-- START OF Provided passage --

The word social, therefore, should be taken as being synonymous with cooperation and all the moral baggage it brings with it. Whether we are talking about a tribe getting ready to go to war, a gang planning the robbery of a convenience store, a family, or a government formulating and implementing policy, cooperation, for better or for worse, lies at the root of all of it.
Likewise, the conundrum commonly known as the prisoner’s dilemma reflects our penchant for forming cooperative relationships and the inevitable trade-offs they demand from us. Though the dilemma is set in a jail and involves two individuals arrested on suspicion of a crime, the moral challenge it describes really has nothing to do with what the prisoners in the thought experiment are accused of doing. That always remains unsaid. It involves questions of trust, self-interest, loyalty, and betrayal. In other words, this at first seemingly simple problem actually goes to the heart of what it means to be human.
As of this writing, The Stanford Encyclopedia of Philosophy page for the prisoner’s dilemma lists 20 major permutations that have been developed since “Puzzles with the structure of the prisoner’s dilemma were devised and discussed by Merrill Flood and Melvin Dresher in 1950, as part of the Rand Corporation’s investigations into game theory.” The Rand Corporation’s interest in game theory was motivated by the emerging potential for a global nuclear war.

-- END OF Provided passage --

» **What you are asked to do**
Extend the passage on cooperation and the prisoner's dilemma, picking up after its final sentence.

-- START OF Material provided --

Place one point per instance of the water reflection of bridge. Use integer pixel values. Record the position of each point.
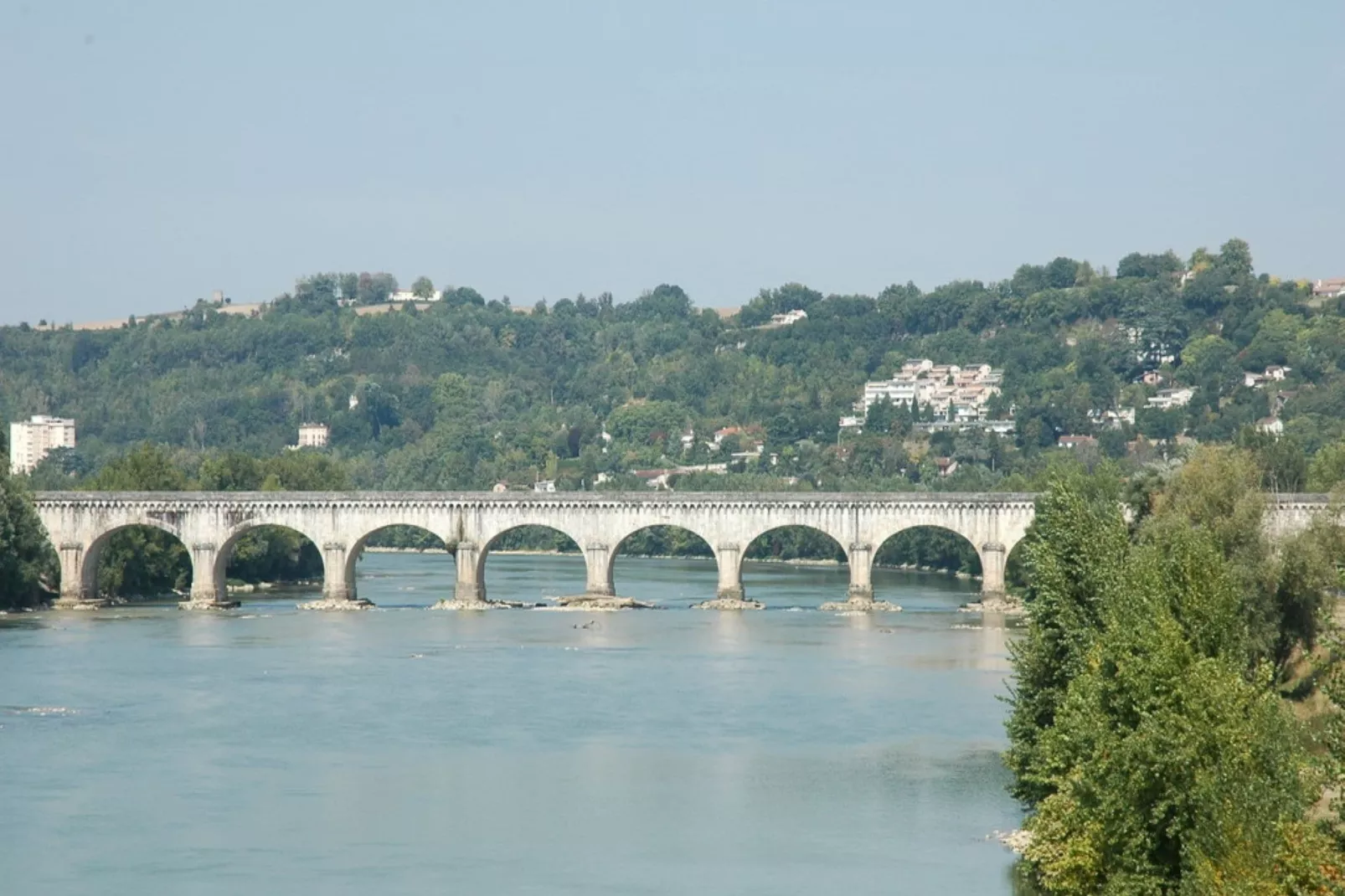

-- END OF Material provided --

» **Answer**
As the description provided at the opening of this article states, the dilemma arises because there’s an inherent tension between the options being given to the prisoners in the thought experiment. Each suspect has the option of selling out the other in exchange for the possibility of going free. If one suspect squeals and the other remains silent, it’s the silent partner that will do hard time. If each of them rats out the other, they’ll both face punishment but with a chance for early parole. If neither says a word then the prosecutor’s lack of strong evidence means they’ll get a short sentence on a minor firearms possession charge.
At first glance, pointing the finger at the other guy is the best choice, until one realizes the other guy may very well be thinking the same thing. If so, both prisoners face a longer sentence than they would if they both just kept their mouth shut. But maybe prisoner A thinks prisoner B is loyal to a fault, and so selling out B isn’t so risky for A. Clearly, even in such a relatively straightforward case as this, each prisoner requires a theory of mind — a capacity to imagine what the other prisoner may be thinking and why he may be thinking it — to have the best chance at navigating the choices the problem presents to the most desirable outcome, at least if we assume each prisoner’s interests extend no further than gaining their freedom.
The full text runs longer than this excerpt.